## YOUR OBJECTIVE
Please quote the material exactly, every line of it.

## PROVIDED RECORDS

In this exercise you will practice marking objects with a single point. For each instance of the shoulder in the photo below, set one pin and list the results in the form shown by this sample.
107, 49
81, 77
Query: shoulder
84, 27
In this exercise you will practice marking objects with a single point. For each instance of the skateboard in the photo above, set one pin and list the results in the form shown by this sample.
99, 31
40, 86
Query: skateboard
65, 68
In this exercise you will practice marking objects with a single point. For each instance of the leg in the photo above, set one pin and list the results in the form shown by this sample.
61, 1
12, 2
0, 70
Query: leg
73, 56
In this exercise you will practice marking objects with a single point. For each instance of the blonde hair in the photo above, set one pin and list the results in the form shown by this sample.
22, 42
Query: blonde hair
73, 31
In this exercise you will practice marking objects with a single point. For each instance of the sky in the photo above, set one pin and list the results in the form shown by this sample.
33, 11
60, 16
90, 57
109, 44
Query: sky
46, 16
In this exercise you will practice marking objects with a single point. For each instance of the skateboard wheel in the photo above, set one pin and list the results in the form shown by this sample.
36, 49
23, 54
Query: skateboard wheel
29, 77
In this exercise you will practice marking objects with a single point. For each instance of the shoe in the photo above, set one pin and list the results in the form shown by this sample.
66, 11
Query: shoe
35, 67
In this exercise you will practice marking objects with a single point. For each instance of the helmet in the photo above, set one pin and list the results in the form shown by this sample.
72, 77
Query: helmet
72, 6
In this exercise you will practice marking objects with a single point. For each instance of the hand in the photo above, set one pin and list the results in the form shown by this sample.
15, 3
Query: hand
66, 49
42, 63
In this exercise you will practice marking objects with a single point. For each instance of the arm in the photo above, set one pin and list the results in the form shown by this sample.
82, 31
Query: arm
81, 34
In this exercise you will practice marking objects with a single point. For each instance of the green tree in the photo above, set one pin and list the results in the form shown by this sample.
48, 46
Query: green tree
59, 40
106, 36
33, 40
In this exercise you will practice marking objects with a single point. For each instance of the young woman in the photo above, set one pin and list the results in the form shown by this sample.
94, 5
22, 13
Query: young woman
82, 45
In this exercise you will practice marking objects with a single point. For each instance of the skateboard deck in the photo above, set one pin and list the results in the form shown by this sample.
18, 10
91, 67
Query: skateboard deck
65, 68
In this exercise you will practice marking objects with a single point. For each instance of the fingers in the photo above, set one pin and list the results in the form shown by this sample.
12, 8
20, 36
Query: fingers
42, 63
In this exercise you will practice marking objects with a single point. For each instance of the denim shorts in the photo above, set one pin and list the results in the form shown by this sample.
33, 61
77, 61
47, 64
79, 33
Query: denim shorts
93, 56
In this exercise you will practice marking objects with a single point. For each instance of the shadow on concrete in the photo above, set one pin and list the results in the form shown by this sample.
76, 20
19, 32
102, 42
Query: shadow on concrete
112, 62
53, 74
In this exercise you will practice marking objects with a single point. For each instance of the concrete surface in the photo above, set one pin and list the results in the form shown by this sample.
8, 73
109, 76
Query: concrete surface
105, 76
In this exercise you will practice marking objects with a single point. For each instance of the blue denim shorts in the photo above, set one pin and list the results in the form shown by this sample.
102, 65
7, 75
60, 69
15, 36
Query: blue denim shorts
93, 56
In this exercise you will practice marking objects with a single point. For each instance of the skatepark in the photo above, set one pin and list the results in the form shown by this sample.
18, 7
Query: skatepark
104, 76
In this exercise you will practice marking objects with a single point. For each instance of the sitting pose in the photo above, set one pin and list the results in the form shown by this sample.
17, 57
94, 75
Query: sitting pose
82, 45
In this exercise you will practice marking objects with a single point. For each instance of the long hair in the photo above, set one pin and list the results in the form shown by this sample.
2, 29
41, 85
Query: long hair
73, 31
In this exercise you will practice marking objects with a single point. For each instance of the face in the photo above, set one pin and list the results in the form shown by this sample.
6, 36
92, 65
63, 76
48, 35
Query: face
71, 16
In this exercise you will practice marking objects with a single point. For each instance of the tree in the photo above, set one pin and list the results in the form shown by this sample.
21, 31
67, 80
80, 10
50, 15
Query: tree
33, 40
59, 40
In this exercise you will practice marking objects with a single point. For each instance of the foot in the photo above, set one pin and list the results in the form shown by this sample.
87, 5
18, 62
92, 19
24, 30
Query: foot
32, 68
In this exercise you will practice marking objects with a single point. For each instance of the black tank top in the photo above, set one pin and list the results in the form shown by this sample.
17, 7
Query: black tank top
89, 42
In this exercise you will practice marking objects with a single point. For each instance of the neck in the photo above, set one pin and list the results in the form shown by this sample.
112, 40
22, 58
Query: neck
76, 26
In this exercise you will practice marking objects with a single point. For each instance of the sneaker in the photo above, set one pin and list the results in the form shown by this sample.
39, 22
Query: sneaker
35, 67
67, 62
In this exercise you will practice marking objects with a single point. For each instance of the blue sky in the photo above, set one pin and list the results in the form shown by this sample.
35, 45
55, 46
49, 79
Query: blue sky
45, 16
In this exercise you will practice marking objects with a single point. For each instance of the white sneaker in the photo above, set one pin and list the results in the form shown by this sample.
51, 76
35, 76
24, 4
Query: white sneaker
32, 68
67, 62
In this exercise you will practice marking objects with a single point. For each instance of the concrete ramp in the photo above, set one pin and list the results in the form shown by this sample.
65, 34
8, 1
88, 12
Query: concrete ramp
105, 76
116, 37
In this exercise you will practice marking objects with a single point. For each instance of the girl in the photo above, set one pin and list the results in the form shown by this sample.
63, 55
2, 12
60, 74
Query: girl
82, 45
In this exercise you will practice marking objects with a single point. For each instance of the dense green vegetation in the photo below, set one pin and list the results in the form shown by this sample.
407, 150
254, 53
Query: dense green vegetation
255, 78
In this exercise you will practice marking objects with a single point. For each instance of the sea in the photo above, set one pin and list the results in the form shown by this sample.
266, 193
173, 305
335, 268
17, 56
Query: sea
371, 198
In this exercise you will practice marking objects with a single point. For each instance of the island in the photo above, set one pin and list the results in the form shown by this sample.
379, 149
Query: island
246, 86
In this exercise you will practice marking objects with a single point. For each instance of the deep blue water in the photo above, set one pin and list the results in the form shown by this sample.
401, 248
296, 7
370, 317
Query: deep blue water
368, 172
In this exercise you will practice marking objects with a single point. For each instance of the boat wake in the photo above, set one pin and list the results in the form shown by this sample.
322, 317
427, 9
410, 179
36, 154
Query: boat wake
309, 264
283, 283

## EXERCISE RESPONSE
In this exercise you will practice marking objects with a single point. For each instance of the shoulder in the photo below, set one pin and list the results in the form shown by this sample.
107, 49
81, 77
Query: shoulder
84, 27
In this exercise you will practice marking objects with a single point. For each instance of the skateboard in the photo above, set one pin and list the results in the form shown by this sample.
99, 31
40, 86
Query: skateboard
65, 68
In this exercise you will practice marking objects with a single point. For each instance of the leg in the photo above, set one pin and list the results in the form shown by this sample.
61, 1
12, 2
0, 70
Query: leg
73, 56
In this exercise you will practice marking objects with a single point. For each instance of the blonde hair in the photo above, set one pin and list the results in the form shown by this sample.
22, 42
Query: blonde hair
73, 31
In this exercise you will practice marking objects with a single point. For each instance of the sky in the photo above, set one pin and list the results in the form shown by this sample.
33, 11
60, 16
90, 57
109, 44
Query: sky
46, 16
In this exercise you will practice marking objects with a single point. For each instance of the skateboard wheel in the photo above, set one pin and list the results in the form shown by this sample.
36, 49
23, 54
Query: skateboard wheel
29, 77
In this exercise you will practice marking objects with a single point. For each instance of the shoe in the photo above, set one pin and list the results in the form shown by this sample.
66, 11
Query: shoe
35, 67
In this exercise you will practice marking objects with a single point. For each instance of the helmet in the photo above, set one pin and list the results in the form shown by this sample.
72, 77
Query: helmet
72, 6
In this exercise you will practice marking objects with a single point. For each instance of the hand in the photo above, set one pin and list the results in the form shown by this sample.
15, 3
Query: hand
66, 49
42, 63
In this exercise you will practice marking objects with a single point. For each instance of the arm in the photo above, set one pin and list the results in the form shown by this sample.
82, 31
Query: arm
81, 34
In this exercise you will practice marking objects with a single point. For each instance of the green tree in the photo above, set one pin and list the results in the form shown by this sample.
48, 46
Query: green tree
59, 40
106, 36
33, 40
In this exercise you will practice marking objects with a single point. For each instance of the young woman in the photo above, set one pin and list the results in the form shown by this sample.
94, 5
22, 13
Query: young woman
82, 45
In this exercise you will practice marking objects with a single point. For each instance of the skateboard deck in the photo above, set one pin and list the results in the form shown by this sample.
18, 10
91, 67
Query: skateboard deck
65, 68
In this exercise you will practice marking objects with a single point. For each instance of the fingers in the photo above, set one pin and list the results in the form shown by this sample.
12, 8
20, 36
Query: fingers
42, 63
In this exercise you will practice marking objects with a single point. For each instance of the denim shorts in the photo above, set one pin and list the results in the form shown by this sample.
33, 61
77, 61
47, 64
79, 33
Query: denim shorts
93, 56
In this exercise you will practice marking objects with a single point. For each instance of the shadow on concrete in the photo above, set one pin and list the results in the form shown by this sample.
76, 20
19, 32
102, 42
Query: shadow on concrete
112, 62
53, 74
In this exercise you will practice marking objects with a single point. For each instance of the concrete surface in the photo above, set one pin and list the results in the form shown by this sample.
8, 73
109, 76
Query: concrete surface
105, 76
In this exercise you will practice marking objects with a single point. For each instance of the blue denim shorts in the photo above, set one pin and list the results in the form shown by this sample.
102, 65
7, 75
60, 69
15, 36
Query: blue denim shorts
93, 56
In this exercise you will practice marking objects with a single point. For each instance of the skatepark in the photo above, set one pin and list the results in the form shown by this sample.
18, 7
Query: skatepark
104, 76
In this exercise you will practice marking objects with a single point. For each instance of the sitting pose in the photo above, set one pin and list the results in the form shown by this sample.
17, 57
94, 75
Query: sitting pose
82, 45
In this exercise you will practice marking objects with a single point. For each instance of the long hair in the photo above, set one pin and list the results in the form shown by this sample.
2, 29
41, 85
Query: long hair
73, 31
In this exercise you will practice marking objects with a single point. For each instance of the face in the photo above, set one pin and list the results in the form shown by this sample.
6, 36
92, 65
63, 76
48, 35
Query: face
71, 16
In this exercise you will practice marking objects with a single point. For each instance of the tree in the photo above, set one pin and list the results in the form shown by this sample.
21, 31
67, 80
80, 10
50, 15
Query: tree
33, 40
59, 40
In this exercise you will practice marking objects with a single point. For each instance of the foot in the photo above, set one pin and list the results in the form shown by this sample.
87, 5
18, 62
92, 19
24, 30
Query: foot
32, 68
In this exercise you will practice marking objects with a single point. For each instance of the black tank top in the photo above, set one pin and list the results in the form shown by this sample.
17, 7
Query: black tank top
89, 42
In this exercise you will practice marking objects with a single point. For each instance of the neck in the photo above, set one pin and list the results in the form shown by this sample.
112, 40
22, 58
Query: neck
76, 26
In this exercise you will practice marking objects with a single point. For each instance of the sneaker in the photo above, set one pin and list the results in the form shown by this sample.
39, 22
Query: sneaker
35, 67
67, 62
In this exercise you will practice marking objects with a single point. For each instance of the blue sky in the photo above, set one pin and list the results in the form shown by this sample.
35, 45
55, 46
49, 79
Query: blue sky
45, 16
In this exercise you will practice marking objects with a single point. For each instance of the white sneaker in the photo above, set one pin and list the results in the form shown by this sample.
51, 76
35, 76
24, 4
Query: white sneaker
32, 68
67, 62
In this exercise you will practice marking objects with a single point. For each instance of the concrete ramp in the photo above, set one pin and list the results in the form shown by this sample.
65, 34
8, 1
88, 12
Query: concrete ramp
105, 76
116, 37
In this exercise you will practice marking objects with a single point. For each instance of the girl in the photo above, set one pin and list the results in the form shown by this sample.
63, 55
2, 12
60, 74
Query: girl
82, 45
In this exercise you will practice marking objects with a single point. For each instance of the dense green vegetation in the photo below, set one pin and list the results in the form shown by this sample.
407, 150
254, 53
Query: dense green vegetation
255, 78
In this exercise you will practice marking objects with a single point. For each instance of the sea in the photo above, set one pin and list the results in the form shown by this sample.
266, 193
173, 305
335, 268
17, 56
Query: sea
371, 198
In this exercise you will practice marking objects with a single point. For each instance of the island in the photo above, set one pin and list the results in the form shown by this sample.
379, 149
Query: island
246, 86
In this exercise you will practice marking objects with a single point. For each instance of the deep blue water in the photo above, set one pin and list the results in the form shown by this sample.
401, 248
296, 7
370, 317
Query: deep blue water
368, 172
In this exercise you will practice marking objects with a single point. For each instance of the boat wake in the photo above, set one pin and list the results in the form shown by this sample.
322, 317
427, 9
410, 179
36, 154
Query: boat wake
309, 264
283, 283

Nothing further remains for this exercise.